→ **SHORT EXERCISE**
Reproduce every line of the material below verbatim, keeping each character, space, and line break unchanged.

→ **ENTRIES PROVIDED**
============
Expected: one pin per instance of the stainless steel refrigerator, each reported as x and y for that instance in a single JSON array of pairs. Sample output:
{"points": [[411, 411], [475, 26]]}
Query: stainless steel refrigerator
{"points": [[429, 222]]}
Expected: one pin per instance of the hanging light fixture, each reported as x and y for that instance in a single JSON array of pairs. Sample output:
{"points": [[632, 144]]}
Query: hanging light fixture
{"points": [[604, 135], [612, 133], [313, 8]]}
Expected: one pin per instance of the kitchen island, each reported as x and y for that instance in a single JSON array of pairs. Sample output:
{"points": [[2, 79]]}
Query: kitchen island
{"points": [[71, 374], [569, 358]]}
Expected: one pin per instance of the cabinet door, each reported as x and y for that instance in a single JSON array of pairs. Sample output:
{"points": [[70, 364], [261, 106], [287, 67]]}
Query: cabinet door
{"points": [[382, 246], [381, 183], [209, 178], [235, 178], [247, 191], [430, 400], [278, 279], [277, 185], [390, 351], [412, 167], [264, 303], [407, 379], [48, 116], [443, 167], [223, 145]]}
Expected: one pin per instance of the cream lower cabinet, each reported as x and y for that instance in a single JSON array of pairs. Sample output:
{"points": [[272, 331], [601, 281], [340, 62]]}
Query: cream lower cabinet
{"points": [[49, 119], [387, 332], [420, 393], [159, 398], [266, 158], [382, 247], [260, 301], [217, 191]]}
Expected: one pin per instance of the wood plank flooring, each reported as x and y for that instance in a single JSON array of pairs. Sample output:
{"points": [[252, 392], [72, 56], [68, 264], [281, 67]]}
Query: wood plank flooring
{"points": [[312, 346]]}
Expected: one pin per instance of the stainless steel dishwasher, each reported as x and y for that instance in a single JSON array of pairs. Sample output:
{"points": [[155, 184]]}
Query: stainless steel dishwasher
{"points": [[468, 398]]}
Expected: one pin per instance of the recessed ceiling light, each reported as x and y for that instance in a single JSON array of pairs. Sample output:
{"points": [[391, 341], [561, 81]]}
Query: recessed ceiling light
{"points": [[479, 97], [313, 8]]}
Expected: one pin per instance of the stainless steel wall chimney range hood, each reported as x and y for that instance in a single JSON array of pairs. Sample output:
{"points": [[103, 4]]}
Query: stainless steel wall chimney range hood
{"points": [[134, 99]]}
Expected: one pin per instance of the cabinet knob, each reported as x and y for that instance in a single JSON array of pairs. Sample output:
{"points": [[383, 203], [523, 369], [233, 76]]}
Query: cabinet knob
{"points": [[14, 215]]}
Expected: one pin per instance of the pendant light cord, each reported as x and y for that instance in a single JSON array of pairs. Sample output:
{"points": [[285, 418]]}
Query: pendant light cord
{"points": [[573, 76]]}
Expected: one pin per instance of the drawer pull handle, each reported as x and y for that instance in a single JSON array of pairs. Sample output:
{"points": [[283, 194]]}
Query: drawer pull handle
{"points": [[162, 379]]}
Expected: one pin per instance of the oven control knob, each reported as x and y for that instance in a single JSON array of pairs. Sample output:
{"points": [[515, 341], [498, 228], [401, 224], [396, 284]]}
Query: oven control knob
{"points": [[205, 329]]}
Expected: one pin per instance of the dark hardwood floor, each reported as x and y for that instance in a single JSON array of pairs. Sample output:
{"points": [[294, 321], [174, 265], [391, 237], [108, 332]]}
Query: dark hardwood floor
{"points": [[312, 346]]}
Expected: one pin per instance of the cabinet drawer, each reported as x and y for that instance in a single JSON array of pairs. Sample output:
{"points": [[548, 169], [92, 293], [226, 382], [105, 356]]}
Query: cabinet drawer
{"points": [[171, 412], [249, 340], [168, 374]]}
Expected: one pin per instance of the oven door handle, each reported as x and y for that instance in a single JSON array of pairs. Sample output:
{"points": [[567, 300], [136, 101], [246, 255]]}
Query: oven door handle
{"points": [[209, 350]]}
============
→ **TASK ANSWER**
Expected: one pin per instance of the stainless steel refrigerator, each reported as x and y for that instance in a single JSON array of pairs. Sample output:
{"points": [[411, 411], [475, 26]]}
Query: stainless steel refrigerator
{"points": [[429, 222]]}
Expected: one pin per instance of the hanging light fixture, each reported as x and y for that instance in a single JSON array of pairs. Sample output:
{"points": [[632, 144]]}
Query: hanging light fixture
{"points": [[604, 135], [612, 133], [313, 8]]}
Expected: one pin per instance of the kitchen island, each reported as x and y for that instance in a single JSON array of pairs. Sample output:
{"points": [[2, 79]]}
Query: kitchen island
{"points": [[71, 374], [569, 358]]}
Expected: one pin per instance of the cabinet door, each reported as x and y for that instance in a single JSON array of pairs. Sample output:
{"points": [[70, 364], [261, 106], [287, 67]]}
Query: cabinet door
{"points": [[382, 246], [381, 183], [209, 178], [235, 178], [247, 191], [430, 400], [278, 279], [277, 185], [390, 351], [412, 167], [264, 303], [407, 379], [48, 116], [443, 167], [223, 145]]}
Expected: one pin per instance of the cream lower cabinet, each reported as x and y for that instance in a single JSON array of pairs. Sample output:
{"points": [[272, 331], [601, 281], [340, 62]]}
Query: cream lower cabinet
{"points": [[49, 119], [387, 332], [420, 393], [159, 398], [266, 158], [382, 247], [260, 301], [217, 191]]}
Expected: one pin per instance of the wood plank flooring, each reported as x and y for that instance in a single JSON array of pairs. Sample output:
{"points": [[252, 392], [72, 56], [68, 264], [281, 67]]}
Query: wood plank flooring
{"points": [[312, 346]]}
Expected: one pin per instance of the stainless steel dishwasher, each reported as x and y for that instance in a single JSON array of pairs. Sample output:
{"points": [[155, 184]]}
Query: stainless steel dishwasher
{"points": [[468, 398]]}
Expected: one pin per instance of the recessed ceiling light, each reported as x and y for that instance in a single JSON array of pairs. Sample output:
{"points": [[391, 341], [561, 81]]}
Query: recessed ceiling light
{"points": [[479, 97], [313, 8]]}
Expected: one pin per instance of the stainless steel wall chimney range hood, each reported as x and y for that instance in a single JSON array of pairs. Sample output:
{"points": [[103, 4]]}
Query: stainless steel wall chimney range hood
{"points": [[134, 99]]}
Expected: one pin per instance of the cabinet knob, each reported as x and y for that instance in a single JSON array of pairs. Sample output:
{"points": [[383, 203], [523, 369], [233, 76]]}
Query: cabinet knob
{"points": [[14, 215]]}
Expected: one pin per instance of the pendant light cord, each reported as x and y for that instance in a single JSON array of pairs. Sample output:
{"points": [[285, 418]]}
Query: pendant light cord
{"points": [[573, 76]]}
Expected: one pin per instance of the drawer pull handle, each reported as x and y for that instance in a single JSON array of pairs. Sample output:
{"points": [[283, 194]]}
Query: drawer pull handle
{"points": [[162, 379]]}
Expected: one pin per instance of the oven control knob, each reported as x and y for that instance in a single JSON array of pairs. Sample output:
{"points": [[515, 341], [498, 228], [401, 224], [396, 284]]}
Query: oven control knob
{"points": [[205, 329]]}
Expected: one pin per instance of the dark hardwood floor, each reported as x and y for that instance in a single JSON array of pairs. Sample output:
{"points": [[294, 321], [174, 265], [391, 237], [108, 332]]}
Query: dark hardwood floor
{"points": [[312, 346]]}
Expected: one pin per instance of the cabinet drawer, each reported as x and y for that instance in a single JSON array of pairs. Sample output:
{"points": [[548, 169], [92, 293], [226, 382], [105, 356]]}
Query: cabinet drawer
{"points": [[171, 412], [249, 340], [168, 374]]}
Expected: one pin per instance of the oven door handle, each reported as x and y for that instance in a single JSON array of pairs. Sample output:
{"points": [[567, 300], [136, 101], [246, 255]]}
Query: oven door handle
{"points": [[209, 350]]}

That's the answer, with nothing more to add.